Tasks for this exercise:
[a] Render this sentence from the article on the play My Arm into Spanish: "The two performances at The Basement take the play back to its intimate roots."
[b] According to the article on the play My Arm, in what year did Tim first perform it?
[c] Repeat the passage of the article on the play My Arm from "Objects brought in" to "my technical skills.".

Extracted text:
________________________________________

Tim tells the story in an autobiographical style as a monologue, mixing in film specially created by Chris Dorley-Brown.

“There are three sequences of film, which are the only pieces of authenticity in the story,” says Tim. “They are shot in the locations that I talk about in the story, they are the concession to authenticity and literalism. At no point in my performance do I raise my arm.”

Objects brought in to the auditorium by the audience also play an important role in representing the different characters in the story.

“I try to make plays that can only be live,” says Tim. “They can’t be fixed or replicated.

“Theatre has to be responsive to where it is, when it is and the people it is in front of. An audience has to feel its presence is acknowledged, and has an impact on what happens.”

The two performances at The Basement take the play back to its intimate roots.

“When I first performed My Arm in 2003 it was in three front rooms before it opened officially in Edinburgh,” says Tim.

“When I perform in big spaces, such as when I took My Arm to a 300-seat theatre in Hong Kong, the actor in me has to come to the fore. I have to try to achieve that intimacy in a bigger space using all my technical skills.

“With a smaller more intimate space you don’t have to work so hard, which is always the best option. I don’t mean it in a lazy way, it’s just the audience doesn’t want to be shouted at, or acted at. I want to create an atmosphere of inclusivity.”

This weekend’s shows will be a particular treat for Tim. “I haven’t performed My Arm publicly in Brighton before, they have always been private salon performances,” he says.

________________________________________

Supplied data:
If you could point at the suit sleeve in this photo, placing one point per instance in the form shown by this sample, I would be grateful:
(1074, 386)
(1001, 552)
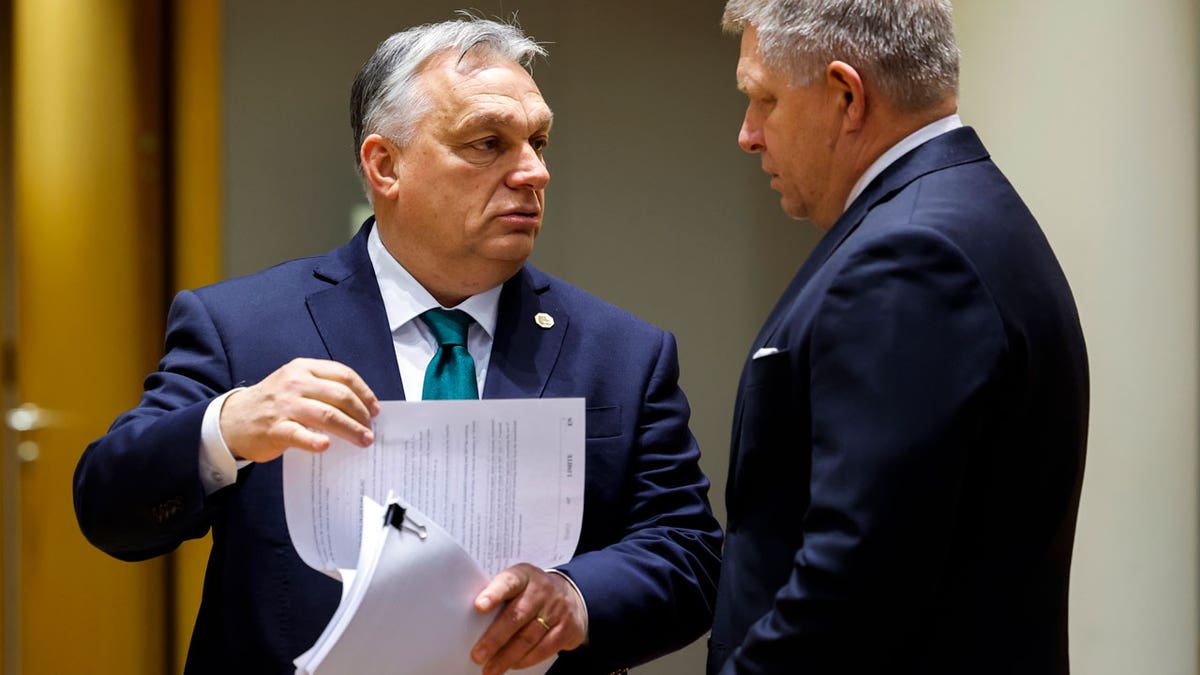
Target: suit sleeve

________________________________________

Task responses:
[a] Las dos funciones en The Basement devuelven la obra a sus raíces íntimas.

[b] 2003

[c]
Objects brought in to the auditorium by the audience also play an important role in representing the different characters in the story.

“I try to make plays that can only be live,” says Tim. “They can’t be fixed or replicated.

“Theatre has to be responsive to where it is, when it is and the people it is in front of. An audience has to feel its presence is acknowledged, and has an impact on what happens.”

The two performances at The Basement take the play back to its intimate roots.

“When I first performed My Arm in 2003 it was in three front rooms before it opened officially in Edinburgh,” says Tim.

“When I perform in big spaces, such as when I took My Arm to a 300-seat theatre in Hong Kong, the actor in me has to come to the fore. I have to try to achieve that intimacy in a bigger space using all my technical skills.